- WHAT IS EXPECTED:
Will you write out, word for word, every line from the one with "For every instance of the decorative" to the final line of the data below, with the pictures left out?
— START MATERIAL TO PROCESS —
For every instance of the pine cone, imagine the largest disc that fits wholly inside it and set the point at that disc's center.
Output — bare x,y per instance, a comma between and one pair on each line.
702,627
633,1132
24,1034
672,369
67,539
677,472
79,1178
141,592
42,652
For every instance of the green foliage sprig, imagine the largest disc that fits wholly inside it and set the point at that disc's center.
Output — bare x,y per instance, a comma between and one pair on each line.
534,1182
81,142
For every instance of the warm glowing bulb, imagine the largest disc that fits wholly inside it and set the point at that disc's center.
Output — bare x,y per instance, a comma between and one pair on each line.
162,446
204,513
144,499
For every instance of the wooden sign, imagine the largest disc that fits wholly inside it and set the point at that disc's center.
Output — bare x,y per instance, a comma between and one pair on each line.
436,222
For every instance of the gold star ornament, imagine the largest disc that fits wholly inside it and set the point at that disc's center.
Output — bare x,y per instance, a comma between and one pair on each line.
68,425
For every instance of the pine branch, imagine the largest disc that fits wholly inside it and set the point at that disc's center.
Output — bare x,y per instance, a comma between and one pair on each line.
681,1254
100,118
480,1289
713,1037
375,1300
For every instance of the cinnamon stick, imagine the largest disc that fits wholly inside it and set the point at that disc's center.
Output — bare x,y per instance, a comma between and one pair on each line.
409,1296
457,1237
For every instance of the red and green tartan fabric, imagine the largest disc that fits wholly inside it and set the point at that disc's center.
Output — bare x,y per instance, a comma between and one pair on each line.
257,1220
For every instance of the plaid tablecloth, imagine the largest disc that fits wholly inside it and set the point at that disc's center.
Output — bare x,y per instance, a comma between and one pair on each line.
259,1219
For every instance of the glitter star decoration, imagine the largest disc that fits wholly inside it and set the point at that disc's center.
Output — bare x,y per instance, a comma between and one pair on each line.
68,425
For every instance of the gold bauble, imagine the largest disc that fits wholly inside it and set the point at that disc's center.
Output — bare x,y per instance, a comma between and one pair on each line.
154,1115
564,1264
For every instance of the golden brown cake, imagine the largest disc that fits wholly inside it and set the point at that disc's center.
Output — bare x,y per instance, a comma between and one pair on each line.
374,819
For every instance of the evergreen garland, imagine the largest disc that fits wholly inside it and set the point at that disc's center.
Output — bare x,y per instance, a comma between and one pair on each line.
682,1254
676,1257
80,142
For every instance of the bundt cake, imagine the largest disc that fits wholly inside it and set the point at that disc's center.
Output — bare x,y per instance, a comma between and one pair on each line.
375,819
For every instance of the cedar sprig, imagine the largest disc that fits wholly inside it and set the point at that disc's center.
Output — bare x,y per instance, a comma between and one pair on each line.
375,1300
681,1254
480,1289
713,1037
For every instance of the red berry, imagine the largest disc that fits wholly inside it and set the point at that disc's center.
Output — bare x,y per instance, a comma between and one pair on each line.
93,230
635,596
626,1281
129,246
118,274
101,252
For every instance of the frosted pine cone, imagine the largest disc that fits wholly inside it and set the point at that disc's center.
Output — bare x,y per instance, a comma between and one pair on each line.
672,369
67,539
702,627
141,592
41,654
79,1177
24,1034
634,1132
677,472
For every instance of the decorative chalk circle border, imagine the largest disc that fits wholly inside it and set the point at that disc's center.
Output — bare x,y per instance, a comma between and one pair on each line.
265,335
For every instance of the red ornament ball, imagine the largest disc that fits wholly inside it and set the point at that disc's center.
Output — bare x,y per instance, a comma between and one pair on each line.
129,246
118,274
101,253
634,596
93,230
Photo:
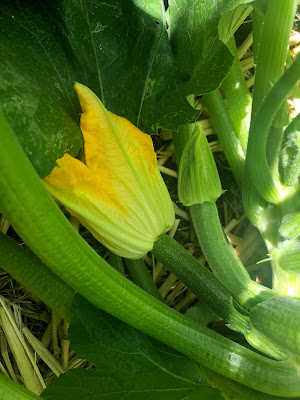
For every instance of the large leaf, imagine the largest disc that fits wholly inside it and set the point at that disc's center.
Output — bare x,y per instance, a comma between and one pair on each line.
— END MATERIAL TO PROCESS —
- TASK SOLUTION:
For every instance of the decorative chalk circle border, imagine the largest disc that fits wholly inside it and set the point at that disc's center.
Output — bare x,y per instance, a comma between and one pair on each line.
265,335
For every instance of the red ornament ball, imagine the largest disc that fits wholly inside it and set the point at that disc's center.
Output — bare x,y per instance, a comma between and one pair on each line.
129,246
118,274
101,253
634,596
93,230
Photo:
For every instance of the large leaf, imagine the largest disc that fits wholly inside it and set the point at that disc's center.
Output — bare x,y per instance, a comma between and one pair on each line.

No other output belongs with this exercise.